◆ Document segment:
····················

Open bcha opened 10 months ago
It looks like the errors you're getting all seem to be from kubernetes? I can't see in the output anything specific to buildkit - there's no metrics that buildkit exposes that should be interfering with this kind of thing.
If this appeared during a kubernetes upgrade, it's likely to have been something to do with that, instead of an issue internal to buildkit?
Thanks, that might very well be. The curious thing is that metrics from all other applications and components except buildkit continue working just fine.

····················

Please reproduce the full forum thread above about buildkit and Kubernetes metrics, word for word.

····················

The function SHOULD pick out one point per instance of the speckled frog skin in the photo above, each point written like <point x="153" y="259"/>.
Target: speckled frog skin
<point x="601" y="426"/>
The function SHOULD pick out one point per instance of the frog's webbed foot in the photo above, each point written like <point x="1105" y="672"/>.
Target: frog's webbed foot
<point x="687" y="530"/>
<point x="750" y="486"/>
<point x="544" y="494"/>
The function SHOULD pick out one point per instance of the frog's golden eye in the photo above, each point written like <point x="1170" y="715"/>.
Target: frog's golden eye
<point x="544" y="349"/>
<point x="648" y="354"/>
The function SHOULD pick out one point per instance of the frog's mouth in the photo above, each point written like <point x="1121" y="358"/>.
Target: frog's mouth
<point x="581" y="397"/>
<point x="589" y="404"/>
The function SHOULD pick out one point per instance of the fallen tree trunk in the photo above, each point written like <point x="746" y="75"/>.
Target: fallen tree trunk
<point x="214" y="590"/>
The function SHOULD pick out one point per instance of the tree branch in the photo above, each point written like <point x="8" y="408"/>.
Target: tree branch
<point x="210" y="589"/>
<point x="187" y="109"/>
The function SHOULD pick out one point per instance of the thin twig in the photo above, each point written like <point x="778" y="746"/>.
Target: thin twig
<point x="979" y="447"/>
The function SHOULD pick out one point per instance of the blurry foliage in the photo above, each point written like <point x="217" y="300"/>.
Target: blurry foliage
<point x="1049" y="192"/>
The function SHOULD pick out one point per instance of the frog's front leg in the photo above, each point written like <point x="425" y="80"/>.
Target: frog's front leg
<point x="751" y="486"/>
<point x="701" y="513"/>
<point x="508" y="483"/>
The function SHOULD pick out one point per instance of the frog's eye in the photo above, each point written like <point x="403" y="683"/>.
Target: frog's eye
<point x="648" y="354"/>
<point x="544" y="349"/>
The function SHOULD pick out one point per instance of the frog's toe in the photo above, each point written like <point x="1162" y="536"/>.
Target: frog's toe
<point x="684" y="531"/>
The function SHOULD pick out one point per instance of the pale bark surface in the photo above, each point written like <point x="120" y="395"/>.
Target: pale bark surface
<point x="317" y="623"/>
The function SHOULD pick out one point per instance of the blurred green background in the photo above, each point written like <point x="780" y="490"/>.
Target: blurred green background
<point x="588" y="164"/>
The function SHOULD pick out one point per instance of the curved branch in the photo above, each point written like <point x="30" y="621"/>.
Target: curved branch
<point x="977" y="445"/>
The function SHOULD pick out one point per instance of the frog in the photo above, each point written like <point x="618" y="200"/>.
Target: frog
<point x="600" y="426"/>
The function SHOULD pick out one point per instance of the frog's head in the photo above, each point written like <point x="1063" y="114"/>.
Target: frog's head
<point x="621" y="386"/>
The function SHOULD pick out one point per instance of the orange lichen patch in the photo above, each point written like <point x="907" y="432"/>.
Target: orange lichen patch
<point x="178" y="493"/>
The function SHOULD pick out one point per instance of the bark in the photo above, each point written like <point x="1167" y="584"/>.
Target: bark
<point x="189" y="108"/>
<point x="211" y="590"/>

····················

◆ The answer:
Open bcha opened 10 months ago
It looks like the errors you're getting all seem to be from kubernetes? I can't see in the output anything specific to buildkit - there's no metrics that buildkit exposes that should be interfering with this kind of thing.
If this appeared during a kubernetes upgrade, it's likely to have been something to do with that, instead of an issue internal to buildkit?
Thanks, that might very well be. The curious thing is that metrics from all other applications and components except buildkit continue working just fine.